Source passage:
● ● ●
First post at Boingboing.net: Matt sez, "A researcher at my University is working on modeling the behaviour of fruit flies. Turns out they have something like a Free Will, or at least they are not completely random in their flying patterns. Check out the video of drosophila in the flight simulator."
Their results caught computer scientist and lead author Alexander Maye from the University of Hamburg by surprise: “I would have never guessed that simple flies who keep bouncing off the same window otherwise have the capacity for nonrandom spontaneity if given the chance.” Previous studies have shown that in nature, flies do not buzz about aimlessly but forage according to a sophisticated search strategy (this is how they find our wine glasses). The new research now suggests that such strategies arise spontaneously rather than being induced by spatial cues.
Free will is seen in choices. Let's say you're given options A, B and C. Therefore, option A, B and C are pre-determined and offered by Grand Omnipotent Designer, the Unseen Systems Architect, the Super User, God as we know it. But instead of one of those 3 options, you come up and implement Option D. That's free will. The freedom to take on a gamble, and decide on a particular course of action, fate, if you will. It could be that Option D had been all along been pre-determined by God in some massive supercomputing mind of His, but the person knows it not, he has to take a gamble. He has to risk to know, to experience, to encounter and possibly die from the venture. That's free will. Free Will is therefore a Gamble.
Now to study free will, you can either study the aggregate actions of people or study it at the rudimentary basic level. The world of insects for example.
All along we thought Animals are basically ingenious, complex but highly useful robots. Given X, they perform Y; up to a certain tolerance and within a certain scope of operation. A goat can't breathe underwater, nor can a fish fly. But do animals have free will? Do they make choices other than that we offer them? If so how can we say that their choices are not simply random events? How can we imply, from the data, that the actions we see is not an aberrant behaviour?
One of the ways we can do that is to capture the data of movement in flight by insects and apply a statistical function to determine if this action is random or not.
Here's the link to the fruitfly study: http://brembs.net/spontaneous/
Excerpt from article:
Only after the team analyzed the fly behavior with methods developed by co-authors George Sugihara and Chih-hao Hsieh from the Scripps Institution of Oceanography at UC San Diego did they realize the origin of the fly's peculiar spontaneity. Using the so-called "S-Map Procedure" the researchers detected a non-linear signature in the fly behavior. Such a signature can only be found in systems whose indeterminate behavior is not due to noise but originates in their design. “This signature indicates that there is a function in the fly brain which evolved to generate spontaneous variations in the behavior” Sugihara said. “This function appears to be common to many other animals and could form the biological foundation for what we experience as free will”.
Its kinda nice to know that free will exists and that in the end we still have choices in our life. What is wealth, money, brains, beauty and brawn or even good health, if we don't have freedom and the will to use it.
● ● ●
Data extracts:

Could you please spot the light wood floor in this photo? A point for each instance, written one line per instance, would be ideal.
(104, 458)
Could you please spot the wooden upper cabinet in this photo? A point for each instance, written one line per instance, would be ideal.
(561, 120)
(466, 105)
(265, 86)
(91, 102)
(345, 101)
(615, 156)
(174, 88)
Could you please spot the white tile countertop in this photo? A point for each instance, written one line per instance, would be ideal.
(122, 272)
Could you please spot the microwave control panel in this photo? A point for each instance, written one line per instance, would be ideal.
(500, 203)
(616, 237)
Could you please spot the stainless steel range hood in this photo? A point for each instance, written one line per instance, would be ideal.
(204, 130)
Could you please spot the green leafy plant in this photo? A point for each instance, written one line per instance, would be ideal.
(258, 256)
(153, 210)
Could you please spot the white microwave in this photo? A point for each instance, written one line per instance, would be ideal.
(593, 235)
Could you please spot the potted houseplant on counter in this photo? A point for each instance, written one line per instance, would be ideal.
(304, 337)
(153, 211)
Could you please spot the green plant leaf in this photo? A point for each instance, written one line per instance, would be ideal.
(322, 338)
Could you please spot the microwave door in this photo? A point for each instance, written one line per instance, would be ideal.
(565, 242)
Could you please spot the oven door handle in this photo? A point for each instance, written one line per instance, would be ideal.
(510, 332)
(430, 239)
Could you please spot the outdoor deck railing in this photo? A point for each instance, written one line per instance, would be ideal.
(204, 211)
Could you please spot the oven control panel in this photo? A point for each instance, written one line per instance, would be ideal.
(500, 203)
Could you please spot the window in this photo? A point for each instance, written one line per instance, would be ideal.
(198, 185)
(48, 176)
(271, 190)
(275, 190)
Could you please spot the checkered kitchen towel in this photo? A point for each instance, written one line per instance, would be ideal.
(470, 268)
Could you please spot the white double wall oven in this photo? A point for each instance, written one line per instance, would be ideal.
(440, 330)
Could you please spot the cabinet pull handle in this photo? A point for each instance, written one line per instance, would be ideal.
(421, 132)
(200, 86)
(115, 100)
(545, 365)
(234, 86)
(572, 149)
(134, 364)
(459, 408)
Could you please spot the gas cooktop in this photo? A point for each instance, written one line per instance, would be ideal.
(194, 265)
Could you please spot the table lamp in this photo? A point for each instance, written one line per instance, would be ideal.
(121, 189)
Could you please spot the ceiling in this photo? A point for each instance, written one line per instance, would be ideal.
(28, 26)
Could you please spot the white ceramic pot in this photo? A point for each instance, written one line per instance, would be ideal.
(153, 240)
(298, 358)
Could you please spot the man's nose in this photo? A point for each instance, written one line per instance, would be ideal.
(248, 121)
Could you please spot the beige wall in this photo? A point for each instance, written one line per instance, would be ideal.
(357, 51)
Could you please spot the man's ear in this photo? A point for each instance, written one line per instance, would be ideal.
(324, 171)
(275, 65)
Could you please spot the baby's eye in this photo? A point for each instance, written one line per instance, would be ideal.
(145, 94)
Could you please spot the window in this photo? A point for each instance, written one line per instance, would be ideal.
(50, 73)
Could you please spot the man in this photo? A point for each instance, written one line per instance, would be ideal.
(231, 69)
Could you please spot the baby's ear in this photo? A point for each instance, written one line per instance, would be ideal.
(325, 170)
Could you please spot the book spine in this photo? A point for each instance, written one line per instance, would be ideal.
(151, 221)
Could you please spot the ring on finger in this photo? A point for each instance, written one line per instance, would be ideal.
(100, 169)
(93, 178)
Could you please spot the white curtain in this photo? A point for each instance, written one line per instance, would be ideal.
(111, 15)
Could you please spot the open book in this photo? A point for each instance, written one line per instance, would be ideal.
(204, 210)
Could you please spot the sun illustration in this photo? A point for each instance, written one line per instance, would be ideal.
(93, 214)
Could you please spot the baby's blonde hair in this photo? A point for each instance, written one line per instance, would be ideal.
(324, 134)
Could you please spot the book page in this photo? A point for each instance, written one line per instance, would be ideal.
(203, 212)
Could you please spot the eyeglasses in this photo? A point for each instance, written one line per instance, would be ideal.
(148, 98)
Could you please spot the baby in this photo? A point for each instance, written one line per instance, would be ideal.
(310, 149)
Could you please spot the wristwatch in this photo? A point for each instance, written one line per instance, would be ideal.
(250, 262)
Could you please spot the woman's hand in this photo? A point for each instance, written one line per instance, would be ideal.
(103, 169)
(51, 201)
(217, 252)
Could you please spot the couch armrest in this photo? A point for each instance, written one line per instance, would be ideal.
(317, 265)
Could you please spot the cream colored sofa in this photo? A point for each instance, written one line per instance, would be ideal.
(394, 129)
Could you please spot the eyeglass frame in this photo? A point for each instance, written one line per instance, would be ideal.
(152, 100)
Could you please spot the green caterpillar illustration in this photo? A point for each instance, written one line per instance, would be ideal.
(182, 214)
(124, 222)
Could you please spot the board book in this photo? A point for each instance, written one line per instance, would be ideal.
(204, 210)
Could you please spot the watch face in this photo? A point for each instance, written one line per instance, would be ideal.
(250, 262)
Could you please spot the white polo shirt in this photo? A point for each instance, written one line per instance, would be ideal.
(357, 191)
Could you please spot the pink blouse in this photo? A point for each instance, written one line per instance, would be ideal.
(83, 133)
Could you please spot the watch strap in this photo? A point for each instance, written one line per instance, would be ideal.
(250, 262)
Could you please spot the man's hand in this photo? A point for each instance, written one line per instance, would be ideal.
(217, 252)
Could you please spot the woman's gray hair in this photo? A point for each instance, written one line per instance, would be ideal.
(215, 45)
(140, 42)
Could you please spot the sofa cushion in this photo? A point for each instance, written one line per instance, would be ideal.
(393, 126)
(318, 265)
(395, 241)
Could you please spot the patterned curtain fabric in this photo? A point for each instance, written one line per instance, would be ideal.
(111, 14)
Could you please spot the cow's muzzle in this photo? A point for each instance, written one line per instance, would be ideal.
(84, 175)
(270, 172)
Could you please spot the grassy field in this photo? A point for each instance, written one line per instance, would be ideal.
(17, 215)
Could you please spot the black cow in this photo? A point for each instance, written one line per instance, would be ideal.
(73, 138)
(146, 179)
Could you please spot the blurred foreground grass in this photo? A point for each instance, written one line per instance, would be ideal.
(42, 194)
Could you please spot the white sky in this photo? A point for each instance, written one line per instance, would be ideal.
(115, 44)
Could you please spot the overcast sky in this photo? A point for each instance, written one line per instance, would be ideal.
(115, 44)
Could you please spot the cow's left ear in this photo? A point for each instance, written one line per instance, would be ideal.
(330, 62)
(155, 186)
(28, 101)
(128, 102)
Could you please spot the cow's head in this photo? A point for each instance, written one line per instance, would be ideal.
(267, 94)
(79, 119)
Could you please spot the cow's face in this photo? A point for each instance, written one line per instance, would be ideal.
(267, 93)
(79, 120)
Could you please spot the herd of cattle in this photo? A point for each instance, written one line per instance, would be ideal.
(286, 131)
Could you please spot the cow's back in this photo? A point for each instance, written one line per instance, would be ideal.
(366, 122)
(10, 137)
● ● ●
What is needed: In the post on fruit flies and free will, what procedure did the researchers use to detect a non-linear signature in the fly behavior?

Task solution: The "S-Map Procedure."